**Что требуется**: Перепишите строки, начиная со строки с «of the <item>entrance» и заканчивая строкой с «113L521 104L479 108L426», заменив «entrance sign» на «exit sign». Все остальное должно остаться прежним.

------------------------------

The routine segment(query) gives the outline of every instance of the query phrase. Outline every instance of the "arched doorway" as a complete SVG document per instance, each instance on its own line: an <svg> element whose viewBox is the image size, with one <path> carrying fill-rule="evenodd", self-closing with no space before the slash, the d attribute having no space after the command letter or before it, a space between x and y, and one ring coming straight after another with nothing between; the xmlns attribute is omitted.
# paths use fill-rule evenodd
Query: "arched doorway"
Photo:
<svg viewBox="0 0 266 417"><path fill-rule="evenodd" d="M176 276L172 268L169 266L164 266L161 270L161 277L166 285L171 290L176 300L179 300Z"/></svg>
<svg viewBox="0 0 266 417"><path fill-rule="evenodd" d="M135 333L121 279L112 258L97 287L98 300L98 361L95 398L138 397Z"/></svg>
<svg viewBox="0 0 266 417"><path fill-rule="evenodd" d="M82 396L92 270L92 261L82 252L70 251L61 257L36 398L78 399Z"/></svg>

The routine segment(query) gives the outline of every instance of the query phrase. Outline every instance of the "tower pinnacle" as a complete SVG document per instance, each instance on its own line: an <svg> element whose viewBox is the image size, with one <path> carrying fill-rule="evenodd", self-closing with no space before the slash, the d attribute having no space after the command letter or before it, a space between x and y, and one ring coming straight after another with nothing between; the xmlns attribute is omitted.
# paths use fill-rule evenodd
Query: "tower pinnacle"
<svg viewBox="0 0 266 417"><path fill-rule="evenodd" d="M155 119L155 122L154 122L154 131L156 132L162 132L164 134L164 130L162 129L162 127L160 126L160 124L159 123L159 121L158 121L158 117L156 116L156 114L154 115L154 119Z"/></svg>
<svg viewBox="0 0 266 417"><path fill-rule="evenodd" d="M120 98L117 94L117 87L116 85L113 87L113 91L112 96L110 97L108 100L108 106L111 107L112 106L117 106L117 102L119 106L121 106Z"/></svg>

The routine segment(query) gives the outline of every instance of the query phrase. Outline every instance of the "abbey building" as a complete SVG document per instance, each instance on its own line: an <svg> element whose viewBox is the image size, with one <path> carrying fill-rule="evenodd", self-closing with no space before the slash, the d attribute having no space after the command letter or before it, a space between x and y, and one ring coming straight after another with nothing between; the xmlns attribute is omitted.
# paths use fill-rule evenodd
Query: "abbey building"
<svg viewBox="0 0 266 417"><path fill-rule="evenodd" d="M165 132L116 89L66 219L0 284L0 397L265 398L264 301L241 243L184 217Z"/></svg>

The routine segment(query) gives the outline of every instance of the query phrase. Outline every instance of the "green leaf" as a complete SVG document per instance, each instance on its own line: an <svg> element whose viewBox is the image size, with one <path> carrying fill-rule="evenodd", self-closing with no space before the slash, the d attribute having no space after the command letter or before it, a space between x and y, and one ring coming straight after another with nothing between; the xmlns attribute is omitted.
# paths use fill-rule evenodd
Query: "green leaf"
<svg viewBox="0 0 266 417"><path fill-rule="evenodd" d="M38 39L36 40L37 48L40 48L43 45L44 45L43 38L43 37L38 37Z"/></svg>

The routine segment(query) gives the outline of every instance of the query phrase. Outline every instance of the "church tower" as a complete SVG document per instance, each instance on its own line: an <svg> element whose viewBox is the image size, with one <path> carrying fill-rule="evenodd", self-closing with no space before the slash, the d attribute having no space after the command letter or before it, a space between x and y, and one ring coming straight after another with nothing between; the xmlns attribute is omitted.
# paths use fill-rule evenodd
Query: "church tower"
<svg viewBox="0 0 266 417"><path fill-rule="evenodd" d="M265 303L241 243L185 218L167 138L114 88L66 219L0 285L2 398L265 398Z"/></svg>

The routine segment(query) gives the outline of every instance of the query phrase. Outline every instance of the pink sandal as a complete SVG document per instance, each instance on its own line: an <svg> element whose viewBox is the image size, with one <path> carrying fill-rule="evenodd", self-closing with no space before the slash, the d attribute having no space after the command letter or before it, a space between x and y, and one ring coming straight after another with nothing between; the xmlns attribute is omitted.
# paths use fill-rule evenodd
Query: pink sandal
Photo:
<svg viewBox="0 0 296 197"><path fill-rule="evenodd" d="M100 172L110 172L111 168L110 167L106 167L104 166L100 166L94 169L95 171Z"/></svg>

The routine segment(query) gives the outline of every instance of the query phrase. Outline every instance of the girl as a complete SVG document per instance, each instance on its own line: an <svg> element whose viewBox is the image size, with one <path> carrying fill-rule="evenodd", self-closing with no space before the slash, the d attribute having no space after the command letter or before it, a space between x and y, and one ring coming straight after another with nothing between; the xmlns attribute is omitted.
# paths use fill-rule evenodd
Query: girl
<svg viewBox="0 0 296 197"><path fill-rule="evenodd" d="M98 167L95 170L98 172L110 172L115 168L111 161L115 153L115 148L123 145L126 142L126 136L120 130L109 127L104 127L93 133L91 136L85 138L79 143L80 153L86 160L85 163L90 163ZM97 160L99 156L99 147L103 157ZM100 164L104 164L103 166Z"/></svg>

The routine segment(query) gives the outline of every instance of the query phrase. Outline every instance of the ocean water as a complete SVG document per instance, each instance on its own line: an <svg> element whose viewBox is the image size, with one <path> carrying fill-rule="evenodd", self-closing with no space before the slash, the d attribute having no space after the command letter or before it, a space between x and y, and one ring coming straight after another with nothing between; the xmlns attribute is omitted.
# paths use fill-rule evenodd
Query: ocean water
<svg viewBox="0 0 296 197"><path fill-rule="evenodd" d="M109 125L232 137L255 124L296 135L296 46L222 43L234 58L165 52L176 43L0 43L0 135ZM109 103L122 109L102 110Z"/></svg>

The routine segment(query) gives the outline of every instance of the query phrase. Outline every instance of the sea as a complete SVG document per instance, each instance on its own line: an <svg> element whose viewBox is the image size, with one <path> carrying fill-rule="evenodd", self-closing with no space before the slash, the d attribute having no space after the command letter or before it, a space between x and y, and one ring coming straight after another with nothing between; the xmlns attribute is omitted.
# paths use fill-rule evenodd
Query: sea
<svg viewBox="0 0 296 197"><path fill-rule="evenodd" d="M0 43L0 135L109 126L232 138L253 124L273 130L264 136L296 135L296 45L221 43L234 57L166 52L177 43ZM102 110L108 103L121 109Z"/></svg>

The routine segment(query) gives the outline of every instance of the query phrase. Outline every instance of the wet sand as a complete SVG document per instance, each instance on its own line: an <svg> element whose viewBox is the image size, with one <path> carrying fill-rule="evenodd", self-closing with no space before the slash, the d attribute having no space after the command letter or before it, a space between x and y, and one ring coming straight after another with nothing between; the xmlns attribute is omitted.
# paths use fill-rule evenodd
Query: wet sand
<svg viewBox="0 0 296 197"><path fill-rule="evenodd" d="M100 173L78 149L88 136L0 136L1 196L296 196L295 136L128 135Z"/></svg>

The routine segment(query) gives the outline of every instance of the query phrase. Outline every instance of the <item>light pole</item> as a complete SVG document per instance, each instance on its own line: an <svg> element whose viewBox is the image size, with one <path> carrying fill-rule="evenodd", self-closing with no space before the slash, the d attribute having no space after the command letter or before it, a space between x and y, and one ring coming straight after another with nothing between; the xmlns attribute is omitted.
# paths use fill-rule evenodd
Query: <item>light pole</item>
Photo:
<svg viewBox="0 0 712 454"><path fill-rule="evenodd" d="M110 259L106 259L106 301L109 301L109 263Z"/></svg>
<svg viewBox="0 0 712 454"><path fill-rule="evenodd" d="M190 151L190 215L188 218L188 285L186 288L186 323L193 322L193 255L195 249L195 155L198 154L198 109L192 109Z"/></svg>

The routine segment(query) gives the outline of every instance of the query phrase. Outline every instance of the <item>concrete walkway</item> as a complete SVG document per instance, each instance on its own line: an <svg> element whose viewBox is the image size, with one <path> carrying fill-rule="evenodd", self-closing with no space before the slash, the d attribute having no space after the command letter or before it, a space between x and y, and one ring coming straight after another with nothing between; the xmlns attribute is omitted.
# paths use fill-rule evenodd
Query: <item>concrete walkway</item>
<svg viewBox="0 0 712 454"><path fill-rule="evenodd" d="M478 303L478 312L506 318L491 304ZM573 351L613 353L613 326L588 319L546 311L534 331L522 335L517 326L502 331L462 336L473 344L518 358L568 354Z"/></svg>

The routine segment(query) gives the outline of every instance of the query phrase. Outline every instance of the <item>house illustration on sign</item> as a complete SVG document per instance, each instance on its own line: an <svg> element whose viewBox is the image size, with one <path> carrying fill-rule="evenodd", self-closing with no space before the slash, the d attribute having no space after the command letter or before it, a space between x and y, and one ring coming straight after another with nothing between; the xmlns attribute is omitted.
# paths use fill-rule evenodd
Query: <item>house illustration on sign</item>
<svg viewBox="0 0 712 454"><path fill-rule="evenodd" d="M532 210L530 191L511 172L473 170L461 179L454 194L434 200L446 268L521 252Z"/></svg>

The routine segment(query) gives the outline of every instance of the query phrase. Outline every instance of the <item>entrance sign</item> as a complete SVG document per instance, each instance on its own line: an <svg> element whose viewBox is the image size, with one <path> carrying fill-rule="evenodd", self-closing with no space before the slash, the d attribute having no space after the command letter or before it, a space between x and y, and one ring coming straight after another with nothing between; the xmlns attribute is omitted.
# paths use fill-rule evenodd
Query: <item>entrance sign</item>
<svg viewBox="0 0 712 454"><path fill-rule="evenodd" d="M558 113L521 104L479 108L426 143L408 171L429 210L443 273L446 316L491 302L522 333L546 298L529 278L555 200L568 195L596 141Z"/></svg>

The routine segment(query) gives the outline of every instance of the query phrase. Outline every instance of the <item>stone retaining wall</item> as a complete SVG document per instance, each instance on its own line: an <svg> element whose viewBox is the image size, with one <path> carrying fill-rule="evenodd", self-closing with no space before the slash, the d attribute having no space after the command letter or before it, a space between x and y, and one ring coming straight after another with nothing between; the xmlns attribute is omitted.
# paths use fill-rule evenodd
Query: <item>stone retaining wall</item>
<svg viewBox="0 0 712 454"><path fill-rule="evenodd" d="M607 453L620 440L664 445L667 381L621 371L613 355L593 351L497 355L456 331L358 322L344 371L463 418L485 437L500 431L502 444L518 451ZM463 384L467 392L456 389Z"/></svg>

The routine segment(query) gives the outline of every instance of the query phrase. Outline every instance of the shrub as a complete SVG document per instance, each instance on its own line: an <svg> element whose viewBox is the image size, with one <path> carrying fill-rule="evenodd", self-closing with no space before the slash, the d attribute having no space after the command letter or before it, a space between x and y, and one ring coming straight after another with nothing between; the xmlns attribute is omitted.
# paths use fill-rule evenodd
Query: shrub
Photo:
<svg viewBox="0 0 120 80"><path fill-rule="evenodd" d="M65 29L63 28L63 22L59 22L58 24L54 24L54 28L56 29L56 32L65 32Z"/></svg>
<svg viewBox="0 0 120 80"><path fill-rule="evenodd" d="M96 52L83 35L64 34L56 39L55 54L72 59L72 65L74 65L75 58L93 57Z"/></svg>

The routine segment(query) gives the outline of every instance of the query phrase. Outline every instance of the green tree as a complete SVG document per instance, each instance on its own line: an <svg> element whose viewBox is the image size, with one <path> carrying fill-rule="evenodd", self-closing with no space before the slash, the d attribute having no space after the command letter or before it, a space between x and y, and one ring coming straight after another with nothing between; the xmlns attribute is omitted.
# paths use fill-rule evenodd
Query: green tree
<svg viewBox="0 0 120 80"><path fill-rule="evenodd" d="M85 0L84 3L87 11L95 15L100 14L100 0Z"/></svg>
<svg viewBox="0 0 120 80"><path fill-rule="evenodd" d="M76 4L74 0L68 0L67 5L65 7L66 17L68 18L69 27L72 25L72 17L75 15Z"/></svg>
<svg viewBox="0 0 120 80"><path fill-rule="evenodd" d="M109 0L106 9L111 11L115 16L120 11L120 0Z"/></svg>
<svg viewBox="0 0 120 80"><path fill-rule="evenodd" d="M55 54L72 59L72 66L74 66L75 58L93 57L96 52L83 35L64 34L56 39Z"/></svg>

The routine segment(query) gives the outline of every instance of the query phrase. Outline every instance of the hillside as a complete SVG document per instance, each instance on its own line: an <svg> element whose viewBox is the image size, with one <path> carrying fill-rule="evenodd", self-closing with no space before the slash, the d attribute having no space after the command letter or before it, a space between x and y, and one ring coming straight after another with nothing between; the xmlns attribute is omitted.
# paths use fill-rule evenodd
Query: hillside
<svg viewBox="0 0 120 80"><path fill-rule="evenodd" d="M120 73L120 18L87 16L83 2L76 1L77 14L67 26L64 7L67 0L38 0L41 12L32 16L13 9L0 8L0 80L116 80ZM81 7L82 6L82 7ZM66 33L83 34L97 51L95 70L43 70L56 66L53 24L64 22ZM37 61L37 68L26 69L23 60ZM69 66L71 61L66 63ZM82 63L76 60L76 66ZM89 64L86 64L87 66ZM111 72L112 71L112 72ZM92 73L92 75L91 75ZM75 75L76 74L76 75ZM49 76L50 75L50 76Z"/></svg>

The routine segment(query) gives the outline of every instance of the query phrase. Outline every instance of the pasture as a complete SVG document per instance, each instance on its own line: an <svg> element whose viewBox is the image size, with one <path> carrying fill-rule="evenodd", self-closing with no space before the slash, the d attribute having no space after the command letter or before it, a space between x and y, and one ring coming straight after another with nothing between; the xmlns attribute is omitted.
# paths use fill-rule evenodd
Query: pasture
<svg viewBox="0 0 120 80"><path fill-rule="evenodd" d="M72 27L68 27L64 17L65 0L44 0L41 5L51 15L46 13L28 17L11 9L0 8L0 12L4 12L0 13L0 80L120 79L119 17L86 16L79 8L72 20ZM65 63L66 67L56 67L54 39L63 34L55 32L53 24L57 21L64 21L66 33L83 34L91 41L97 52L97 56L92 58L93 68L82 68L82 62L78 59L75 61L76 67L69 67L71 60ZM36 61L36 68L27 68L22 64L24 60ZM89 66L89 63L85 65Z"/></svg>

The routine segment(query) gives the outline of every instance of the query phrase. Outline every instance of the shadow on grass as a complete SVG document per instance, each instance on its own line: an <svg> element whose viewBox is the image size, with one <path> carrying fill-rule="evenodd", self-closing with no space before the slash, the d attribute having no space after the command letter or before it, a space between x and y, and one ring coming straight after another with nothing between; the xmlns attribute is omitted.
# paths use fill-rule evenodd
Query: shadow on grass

------------------------------

**Решение**:
The routine segment(query) gives the outline of every instance of the query phrase. Outline every instance of the <item>exit sign</item> as a complete SVG document per instance, each instance on its own line: an <svg> element whose viewBox is the image size, with one <path> carrying fill-rule="evenodd", self-closing with no space before the slash, the d attribute having no space after the command letter or before it, a space between x and y, and one ring coming straight after another with nothing between; the xmlns attribute is omitted.
# paths use fill-rule evenodd
Query: <item>exit sign</item>
<svg viewBox="0 0 712 454"><path fill-rule="evenodd" d="M558 113L521 104L479 108L426 143L408 171L429 210L443 273L446 316L491 302L522 333L546 298L529 278L555 200L568 195L596 141Z"/></svg>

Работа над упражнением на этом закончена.